_Exercise details_.
Can you print every line of the material below word for word, leaving out the pictures?

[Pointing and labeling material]
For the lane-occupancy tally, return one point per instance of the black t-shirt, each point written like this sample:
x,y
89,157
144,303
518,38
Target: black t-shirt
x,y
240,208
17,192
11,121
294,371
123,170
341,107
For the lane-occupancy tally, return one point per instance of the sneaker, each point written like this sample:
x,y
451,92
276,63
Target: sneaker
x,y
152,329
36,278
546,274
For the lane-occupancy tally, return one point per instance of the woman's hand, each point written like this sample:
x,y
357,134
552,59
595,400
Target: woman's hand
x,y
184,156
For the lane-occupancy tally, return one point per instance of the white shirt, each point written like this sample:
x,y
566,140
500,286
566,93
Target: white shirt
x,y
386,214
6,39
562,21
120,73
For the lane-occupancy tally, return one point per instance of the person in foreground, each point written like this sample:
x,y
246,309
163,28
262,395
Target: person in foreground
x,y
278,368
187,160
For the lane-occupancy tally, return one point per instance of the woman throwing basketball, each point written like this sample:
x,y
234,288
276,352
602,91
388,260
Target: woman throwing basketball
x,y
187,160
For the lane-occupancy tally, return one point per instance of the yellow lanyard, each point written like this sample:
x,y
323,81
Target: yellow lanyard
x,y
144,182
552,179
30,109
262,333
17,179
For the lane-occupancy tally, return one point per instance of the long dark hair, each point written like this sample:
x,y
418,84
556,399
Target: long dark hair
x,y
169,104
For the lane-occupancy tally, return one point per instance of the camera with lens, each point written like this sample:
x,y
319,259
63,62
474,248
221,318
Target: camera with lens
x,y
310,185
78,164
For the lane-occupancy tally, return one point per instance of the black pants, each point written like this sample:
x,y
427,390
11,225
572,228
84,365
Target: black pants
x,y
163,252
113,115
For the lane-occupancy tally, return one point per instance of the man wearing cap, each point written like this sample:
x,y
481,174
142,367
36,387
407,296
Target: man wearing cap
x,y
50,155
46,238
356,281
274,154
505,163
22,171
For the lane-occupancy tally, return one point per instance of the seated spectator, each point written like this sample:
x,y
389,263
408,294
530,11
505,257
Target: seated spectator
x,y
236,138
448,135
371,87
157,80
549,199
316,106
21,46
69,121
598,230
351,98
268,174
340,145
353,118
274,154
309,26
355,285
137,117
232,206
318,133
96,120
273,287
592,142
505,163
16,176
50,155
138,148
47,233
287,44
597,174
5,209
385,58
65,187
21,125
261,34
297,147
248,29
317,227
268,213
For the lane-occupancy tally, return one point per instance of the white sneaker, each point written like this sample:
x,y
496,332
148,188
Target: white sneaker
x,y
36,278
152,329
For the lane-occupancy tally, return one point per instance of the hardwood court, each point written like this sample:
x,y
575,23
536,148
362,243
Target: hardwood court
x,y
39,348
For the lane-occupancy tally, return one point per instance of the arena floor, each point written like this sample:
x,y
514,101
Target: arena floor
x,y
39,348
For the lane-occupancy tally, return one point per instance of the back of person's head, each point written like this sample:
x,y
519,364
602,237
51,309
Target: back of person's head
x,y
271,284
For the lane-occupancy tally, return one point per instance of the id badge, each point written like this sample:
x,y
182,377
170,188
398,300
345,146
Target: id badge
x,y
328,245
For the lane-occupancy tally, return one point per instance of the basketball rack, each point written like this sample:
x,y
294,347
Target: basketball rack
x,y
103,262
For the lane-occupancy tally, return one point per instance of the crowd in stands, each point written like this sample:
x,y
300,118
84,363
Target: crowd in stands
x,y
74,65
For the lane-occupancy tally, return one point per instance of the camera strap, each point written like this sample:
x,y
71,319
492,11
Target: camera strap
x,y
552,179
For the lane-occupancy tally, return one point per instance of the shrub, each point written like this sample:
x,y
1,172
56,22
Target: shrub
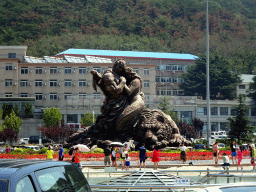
x,y
98,150
43,150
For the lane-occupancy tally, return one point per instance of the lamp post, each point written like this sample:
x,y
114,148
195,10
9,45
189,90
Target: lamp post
x,y
207,76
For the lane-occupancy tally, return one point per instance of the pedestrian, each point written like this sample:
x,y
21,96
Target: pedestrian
x,y
253,157
240,157
77,160
7,150
125,152
107,153
183,155
225,159
113,157
156,157
233,152
127,162
49,153
215,150
61,153
142,155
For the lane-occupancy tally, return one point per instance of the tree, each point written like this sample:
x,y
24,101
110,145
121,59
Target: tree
x,y
52,117
252,89
198,124
240,127
87,119
57,133
222,80
10,127
164,105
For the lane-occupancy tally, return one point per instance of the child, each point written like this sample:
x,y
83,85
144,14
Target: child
x,y
240,157
225,159
127,161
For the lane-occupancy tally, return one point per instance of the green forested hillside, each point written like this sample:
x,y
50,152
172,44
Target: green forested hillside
x,y
51,26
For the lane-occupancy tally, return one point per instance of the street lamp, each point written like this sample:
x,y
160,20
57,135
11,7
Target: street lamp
x,y
207,76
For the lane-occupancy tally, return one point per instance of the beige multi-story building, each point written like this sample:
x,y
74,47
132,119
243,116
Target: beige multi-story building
x,y
64,81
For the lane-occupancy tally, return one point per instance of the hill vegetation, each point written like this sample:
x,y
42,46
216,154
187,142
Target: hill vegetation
x,y
48,27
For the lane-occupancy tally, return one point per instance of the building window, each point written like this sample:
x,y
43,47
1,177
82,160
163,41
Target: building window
x,y
8,94
223,110
8,82
82,70
180,67
68,82
53,83
53,70
67,96
96,95
233,111
11,55
202,111
253,112
24,95
38,83
39,70
174,67
39,96
163,92
224,126
146,71
23,83
180,93
24,70
146,83
53,96
8,67
214,126
180,80
67,70
214,110
168,67
136,70
82,82
82,95
97,69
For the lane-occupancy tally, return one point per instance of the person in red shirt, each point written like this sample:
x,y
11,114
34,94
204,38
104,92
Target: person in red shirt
x,y
77,160
7,150
156,157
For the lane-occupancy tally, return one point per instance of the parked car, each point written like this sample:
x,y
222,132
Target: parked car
x,y
35,139
199,146
37,175
23,141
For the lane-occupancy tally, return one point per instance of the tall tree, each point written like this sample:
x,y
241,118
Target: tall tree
x,y
165,106
222,80
240,127
10,127
52,117
252,89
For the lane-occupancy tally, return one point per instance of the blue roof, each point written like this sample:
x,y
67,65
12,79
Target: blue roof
x,y
113,53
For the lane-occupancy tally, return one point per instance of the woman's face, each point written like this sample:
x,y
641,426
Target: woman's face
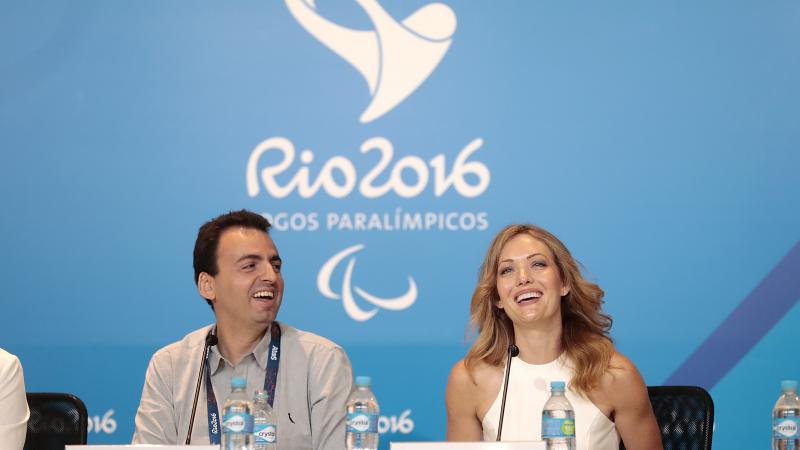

_Full solution_.
For the lane-occupancy tally, return one point per instance of the black t-shirt, each point written like this sample:
x,y
89,157
144,303
518,38
Target: black t-shirt
x,y
240,208
17,192
11,121
294,371
123,170
341,107
For the lane-occupancy tally, return one point per instance of the sneaker, each point written like this sample:
x,y
451,92
276,63
Target: sneaker
x,y
152,329
36,278
546,274
For the lane-occupancy tally, return one point per instance of the woman's hand, each point written like this sample:
x,y
357,134
552,59
595,400
Target: woman's hand
x,y
184,156
For the lane-occupancy tally, return one point per instance of the white shirt, each point written like this sample:
x,y
566,140
500,286
566,93
Target: white shirt
x,y
386,214
6,39
562,21
120,73
For the lane-occupancy tally, return one point per instance of the person in foreground, each point written like this sample:
x,y
246,309
163,28
262,395
Target: person in foreground
x,y
278,368
187,160
For the lane-occupancy tally, return one point per instance of the woman throwing basketball, each point written like this sample:
x,y
234,288
276,352
602,91
388,260
Target: woman throwing basketball
x,y
187,160
For the lane-occupancy tally, return one point per instance of the yellow lanyard, each point written like this sample:
x,y
323,81
Target: yellow lanyard
x,y
144,182
552,179
30,109
262,333
17,179
For the lane-occupancy tally, return one point per instance of the long dark hair, each point written like this sample:
x,y
418,84
556,399
Target: long dark hair
x,y
169,104
For the lane-occupancy tally, return one point per instance of the camera with lens, each point written like this sample:
x,y
319,259
63,62
474,248
221,318
Target: camera with lens
x,y
310,185
78,164
For the lane-occupancy tally, return one point per instance of the black pants, each point written like this sample:
x,y
427,390
11,225
572,228
84,365
Target: black pants
x,y
163,252
113,115
For the lane-occupancy tally, return one point per instance of the man wearing cap, each point written like this sample:
x,y
481,174
142,367
36,387
407,296
Target: man wearing cap
x,y
50,155
46,238
356,281
274,154
505,163
22,171
For the lane-occupancy tally, return one point per instance of the seated spectator, each point written like this sample:
x,y
389,263
408,294
530,11
505,257
Target: seated spectator
x,y
236,138
448,135
371,87
157,80
549,199
316,106
21,46
69,121
598,230
351,98
268,174
340,145
353,118
274,154
309,26
355,285
137,117
232,206
318,133
96,120
273,287
592,142
505,163
16,176
50,155
138,148
47,233
287,44
597,174
5,209
385,58
65,187
21,125
261,34
297,147
248,29
317,227
268,213
For the lane-occupancy tally, return one point per instance of the white sneaker, each point written like this sample:
x,y
496,332
148,188
Target: white sneaker
x,y
36,278
152,329
For the lane-occupancy tally, return one point per instance of the hardwood court, each point written like this sample:
x,y
575,23
536,148
362,243
Target: hardwood court
x,y
39,348
For the lane-occupancy tally, return one point per instance of the arena floor, each point written like this sample:
x,y
514,101
Target: arena floor
x,y
39,348
For the lane-occupancy tally, return one point per instance of the back of person's head, each point written like this sample:
x,y
519,364
602,237
51,309
Target: back of person's head
x,y
271,284
For the lane-occupancy tally, return one point per instance of the id badge, each point written like this sample:
x,y
182,377
170,188
398,300
345,146
Target: id badge
x,y
328,245
For the lane-occupancy tally, return one point per instance of the basketball rack, each point written like this sample:
x,y
294,347
Target: basketball rack
x,y
103,262
For the lane-occupancy tally, return one point per instance of the crowd in stands, each point written like this sample:
x,y
300,118
84,363
Target: crowd in stands
x,y
74,65
For the lane-occupancy tally, return one point per instance of the camera strap, each point written like this sample:
x,y
71,319
492,11
Target: camera strap
x,y
552,179
For the lane-occupancy tally, return one point per instance of the shrub, each point written like this sample:
x,y
1,172
56,22
Target: shrub
x,y
98,150
43,150
For the lane-occupancy tally, return one point per instance of the lamp post, each point written like this sample:
x,y
114,148
195,10
9,45
189,90
Target: lamp post
x,y
207,76
For the lane-occupancy tally, return one point per instance of the pedestrian, each point written like this sample:
x,y
21,96
Target: pedestrian
x,y
253,157
240,157
77,160
7,150
125,152
107,153
183,155
225,159
113,157
156,157
233,152
127,162
49,153
215,150
61,153
142,155
For the lane-occupancy tally, return one point per instance of the tree, each point written like this sample:
x,y
24,101
110,145
121,59
Target: tree
x,y
52,117
252,89
198,124
240,127
87,119
57,133
222,80
10,127
164,105
For the lane-occupancy tally, return one point per instance of the child, each point written like this sample:
x,y
83,85
144,14
Target: child
x,y
240,157
225,159
127,161
For the lane-occupancy tally, return one point per instance of the green forested hillside, each point written like this sample:
x,y
50,152
172,44
Target: green forested hillside
x,y
51,26
For the lane-occupancy tally, return one point per instance of the street lamp, each point written like this sample:
x,y
160,20
57,135
11,7
Target: street lamp
x,y
207,76
For the lane-occupancy tally, return one point per instance of the beige multi-story building, each point written like this sample:
x,y
74,47
132,119
243,116
Target: beige multi-story building
x,y
64,81
For the lane-occupancy tally, return one point per instance of the hill vegetation, each point written like this sample:
x,y
42,46
216,154
187,142
Target: hill vegetation
x,y
48,27
For the lane-occupancy tally, return one point per instance of the building window, each point written like this sample:
x,y
43,47
1,177
82,160
163,41
Target: building window
x,y
8,94
223,110
8,82
82,70
180,67
68,82
53,83
53,70
67,96
96,95
233,111
11,55
202,111
253,112
24,95
38,83
39,70
174,67
39,96
163,92
224,126
146,71
23,83
180,93
24,70
146,83
53,96
8,67
214,126
180,80
67,70
214,110
168,67
136,70
82,82
82,95
97,69
For the lane-occupancy tally, return one point per instance of the person in red shirt, each point written like this sample:
x,y
11,114
34,94
204,38
104,92
Target: person in red shirt
x,y
77,160
7,150
156,157
For the lane-occupancy tally, return one point per instance of the parked car, each point written like this sample:
x,y
222,132
Target: parked car
x,y
35,139
199,146
37,175
23,141
For the lane-occupancy tally, return one point per instance of the tall tree, each point written like this sample:
x,y
241,118
Target: tall tree
x,y
165,106
222,80
240,127
10,127
52,117
252,89
For the lane-occupancy tally, return one point per instance of the blue roof, each point written like this sample:
x,y
67,65
12,79
Target: blue roof
x,y
113,53
For the lane-occupancy tally, return one point per instance of the woman's face, each point written like this sample:
x,y
641,426
Target: woman's face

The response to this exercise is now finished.